◆ **WORK TO COMPLETE**:
[1] In the Kant discussion, which work by Francis Bacon is cited for the quotation about "Idols"?
[2] Repeat the passage of the Kant discussion from "Kant's assertion that the laws" up to and including "consistent non-Euclidean geometries.".
[3] According to the Kant discussion, how do we know that Kant was wrong to call the axioms of Euclidean geometry true a priori synthetic judgments?

◆ **GIVEN TEXT**:
********************

Kant's assertion that the laws (or axioms) of Newtonian physics are synthetic a priori judgments is just plain wrong. Similarly Kant's assertion that the axioms of Euclidean Geometry are true a prior synthetic judgments is also wrong. We know this since there are consistent non-Euclidean geometries.

In a word, Kant's approach has been thoroughly falsified.


Awesomelyglorious wrote:
Umm, ok, and you can see philosophy interacting with science based upon the experimental philosophy movement, however, my point is not refuted by your point. The epistemology of Kant, as ruveyn said, really seems more influenced by Hume, and traditionally Hume gets the credit for causing Kant to think.


Kant's problem was to defend Netwon's physics against Hume's scepticisms. Because Newton's physics is not anly longe our valid model of the world, Kant's epistemology is in wide areas outdated. But Kant's epistemology did not outdated because of logical flaws, but physics outed Kant. Kant's ideas are consistent within the context of scientific knowledge of his time.

Awesomelyglorious wrote:
dussel wrote:
Sir Frances Bacon correctly stated "there are Idols which have immigrated into men's minds from the various dogmas of philosophies" (Novum Organum, XLIV). He further says, also correctly, that those "idols" "all of which must be renounced and put away with a fixed and solemn determination, and the understanding thoroughly freed and cleansed; the entrance into the kingdom of man, founded on the sciences" (dito, LXVIII).

********************

◆ **RECORDED DATA**:
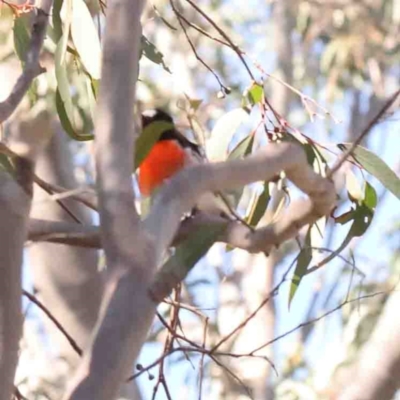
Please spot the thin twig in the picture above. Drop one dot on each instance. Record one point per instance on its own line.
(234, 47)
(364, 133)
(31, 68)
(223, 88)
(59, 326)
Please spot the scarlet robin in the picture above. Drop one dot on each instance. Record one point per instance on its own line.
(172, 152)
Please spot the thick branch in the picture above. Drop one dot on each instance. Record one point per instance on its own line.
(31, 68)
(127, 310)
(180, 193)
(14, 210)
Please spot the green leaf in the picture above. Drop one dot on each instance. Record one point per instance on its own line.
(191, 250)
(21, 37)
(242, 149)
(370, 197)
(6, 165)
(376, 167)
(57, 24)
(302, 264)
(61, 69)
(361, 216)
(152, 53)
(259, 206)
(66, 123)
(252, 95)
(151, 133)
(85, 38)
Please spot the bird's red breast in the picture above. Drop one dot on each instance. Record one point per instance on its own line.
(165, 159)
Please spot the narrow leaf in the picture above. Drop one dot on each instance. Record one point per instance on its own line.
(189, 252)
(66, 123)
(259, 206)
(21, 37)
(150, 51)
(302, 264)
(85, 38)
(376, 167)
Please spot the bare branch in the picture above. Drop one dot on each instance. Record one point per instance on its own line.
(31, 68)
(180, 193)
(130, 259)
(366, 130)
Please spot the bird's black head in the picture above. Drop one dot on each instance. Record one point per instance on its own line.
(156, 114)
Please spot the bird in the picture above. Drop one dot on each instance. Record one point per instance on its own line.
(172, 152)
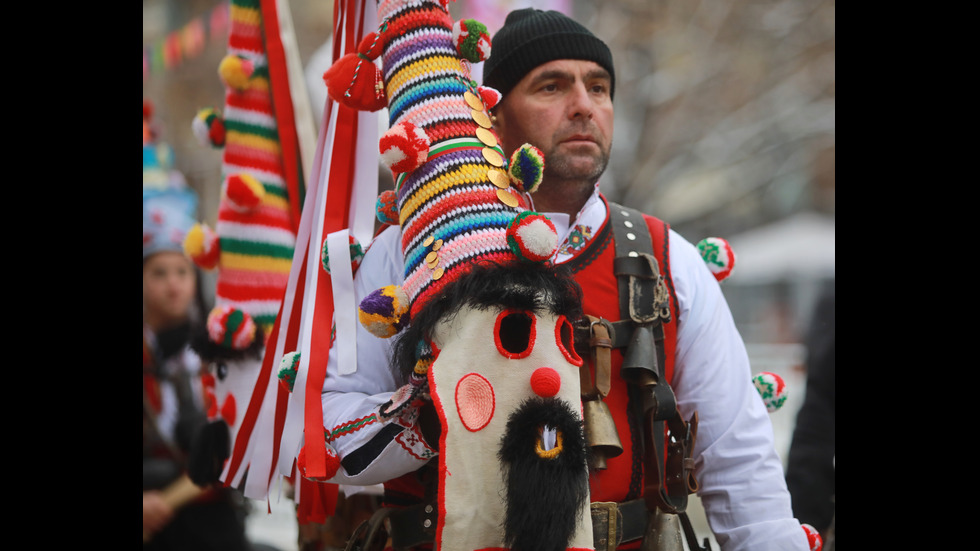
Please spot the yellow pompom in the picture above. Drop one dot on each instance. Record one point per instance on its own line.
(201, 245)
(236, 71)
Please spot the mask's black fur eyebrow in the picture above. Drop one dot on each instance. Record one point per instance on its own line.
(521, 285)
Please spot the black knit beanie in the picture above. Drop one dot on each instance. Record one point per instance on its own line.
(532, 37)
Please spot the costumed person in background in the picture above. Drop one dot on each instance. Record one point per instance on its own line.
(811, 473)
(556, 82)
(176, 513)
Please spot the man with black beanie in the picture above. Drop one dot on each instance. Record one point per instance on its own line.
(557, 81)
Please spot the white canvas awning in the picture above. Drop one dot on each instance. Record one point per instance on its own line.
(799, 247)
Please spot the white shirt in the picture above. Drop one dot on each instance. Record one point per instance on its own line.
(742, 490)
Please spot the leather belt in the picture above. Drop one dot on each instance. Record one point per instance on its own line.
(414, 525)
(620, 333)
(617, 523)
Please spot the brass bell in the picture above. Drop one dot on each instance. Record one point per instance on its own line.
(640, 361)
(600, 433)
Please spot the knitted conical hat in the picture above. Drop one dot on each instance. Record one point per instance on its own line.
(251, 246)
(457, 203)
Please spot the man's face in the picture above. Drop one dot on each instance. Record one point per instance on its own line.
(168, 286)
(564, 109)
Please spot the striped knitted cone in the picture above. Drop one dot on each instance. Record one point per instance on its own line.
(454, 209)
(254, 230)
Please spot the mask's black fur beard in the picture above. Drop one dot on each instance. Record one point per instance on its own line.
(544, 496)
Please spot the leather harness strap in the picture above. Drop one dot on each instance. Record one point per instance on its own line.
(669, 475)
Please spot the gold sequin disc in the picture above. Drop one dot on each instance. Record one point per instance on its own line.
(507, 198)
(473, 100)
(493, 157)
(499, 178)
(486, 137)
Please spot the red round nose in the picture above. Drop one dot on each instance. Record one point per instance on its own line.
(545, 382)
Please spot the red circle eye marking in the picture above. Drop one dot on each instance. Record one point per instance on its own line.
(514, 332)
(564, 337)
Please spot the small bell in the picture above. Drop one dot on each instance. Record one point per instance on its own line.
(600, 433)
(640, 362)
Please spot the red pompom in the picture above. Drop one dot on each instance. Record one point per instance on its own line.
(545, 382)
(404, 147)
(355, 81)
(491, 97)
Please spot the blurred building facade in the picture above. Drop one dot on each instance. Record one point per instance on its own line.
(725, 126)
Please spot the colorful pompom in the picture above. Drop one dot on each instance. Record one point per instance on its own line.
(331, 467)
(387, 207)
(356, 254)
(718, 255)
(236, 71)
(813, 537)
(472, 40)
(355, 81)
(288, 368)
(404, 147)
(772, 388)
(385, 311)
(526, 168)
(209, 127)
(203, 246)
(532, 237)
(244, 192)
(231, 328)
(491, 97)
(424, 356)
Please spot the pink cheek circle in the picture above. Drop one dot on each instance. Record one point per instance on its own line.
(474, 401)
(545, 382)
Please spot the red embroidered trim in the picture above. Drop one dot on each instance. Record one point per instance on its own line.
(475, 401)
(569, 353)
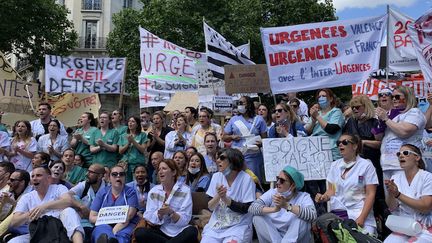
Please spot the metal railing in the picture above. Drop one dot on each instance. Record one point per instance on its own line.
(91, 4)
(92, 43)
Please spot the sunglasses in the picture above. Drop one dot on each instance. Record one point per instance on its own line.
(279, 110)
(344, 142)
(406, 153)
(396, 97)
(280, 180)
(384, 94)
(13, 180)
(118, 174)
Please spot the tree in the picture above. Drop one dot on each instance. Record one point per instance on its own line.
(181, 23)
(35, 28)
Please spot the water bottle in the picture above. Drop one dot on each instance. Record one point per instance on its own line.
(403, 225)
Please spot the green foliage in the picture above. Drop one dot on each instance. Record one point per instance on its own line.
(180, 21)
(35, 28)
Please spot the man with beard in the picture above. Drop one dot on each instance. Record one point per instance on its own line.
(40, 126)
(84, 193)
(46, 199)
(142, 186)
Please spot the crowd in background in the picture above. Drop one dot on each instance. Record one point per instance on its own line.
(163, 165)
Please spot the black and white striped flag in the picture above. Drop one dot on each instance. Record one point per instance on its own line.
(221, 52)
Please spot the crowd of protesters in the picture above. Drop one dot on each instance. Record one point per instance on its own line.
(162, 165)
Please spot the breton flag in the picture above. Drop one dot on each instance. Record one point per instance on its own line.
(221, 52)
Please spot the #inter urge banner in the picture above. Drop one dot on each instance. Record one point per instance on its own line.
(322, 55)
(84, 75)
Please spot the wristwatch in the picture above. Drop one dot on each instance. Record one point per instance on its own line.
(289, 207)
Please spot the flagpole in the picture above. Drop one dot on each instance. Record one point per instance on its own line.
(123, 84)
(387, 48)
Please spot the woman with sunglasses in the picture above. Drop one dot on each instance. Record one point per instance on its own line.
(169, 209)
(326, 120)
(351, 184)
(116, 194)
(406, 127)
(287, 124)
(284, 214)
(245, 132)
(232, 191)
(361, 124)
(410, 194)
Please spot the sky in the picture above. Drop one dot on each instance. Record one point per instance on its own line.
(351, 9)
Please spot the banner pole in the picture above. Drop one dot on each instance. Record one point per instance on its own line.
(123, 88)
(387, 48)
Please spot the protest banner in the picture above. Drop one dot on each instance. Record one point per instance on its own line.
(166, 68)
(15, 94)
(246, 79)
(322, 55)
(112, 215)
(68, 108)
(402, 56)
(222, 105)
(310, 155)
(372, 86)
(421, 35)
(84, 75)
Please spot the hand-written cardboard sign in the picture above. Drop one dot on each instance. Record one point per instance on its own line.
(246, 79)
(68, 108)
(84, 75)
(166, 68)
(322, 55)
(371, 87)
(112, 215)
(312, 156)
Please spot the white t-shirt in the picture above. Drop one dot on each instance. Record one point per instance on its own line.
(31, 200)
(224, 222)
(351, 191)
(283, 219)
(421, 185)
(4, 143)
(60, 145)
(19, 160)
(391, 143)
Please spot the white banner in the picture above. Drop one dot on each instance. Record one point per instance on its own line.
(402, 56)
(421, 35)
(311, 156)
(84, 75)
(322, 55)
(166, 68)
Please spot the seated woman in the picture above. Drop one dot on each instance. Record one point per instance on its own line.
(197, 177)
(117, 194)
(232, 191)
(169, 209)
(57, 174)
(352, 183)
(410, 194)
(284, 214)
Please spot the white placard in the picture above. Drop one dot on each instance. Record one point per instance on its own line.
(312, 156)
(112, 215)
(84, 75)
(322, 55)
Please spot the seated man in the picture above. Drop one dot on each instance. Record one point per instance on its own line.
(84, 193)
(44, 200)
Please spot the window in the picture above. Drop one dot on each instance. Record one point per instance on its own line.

********************

◆ **RESPONSES PER TASK**:
[1] Novum Organum.

[2]
Kant's assertion that the laws (or axioms) of Newtonian physics are synthetic a priori judgments is just plain wrong. Similarly Kant's assertion that the axioms of Euclidean Geometry are true a prior synthetic judgments is also wrong. We know this since there are consistent non-Euclidean geometries.

[3] We know this because consistent non-Euclidean geometries exist.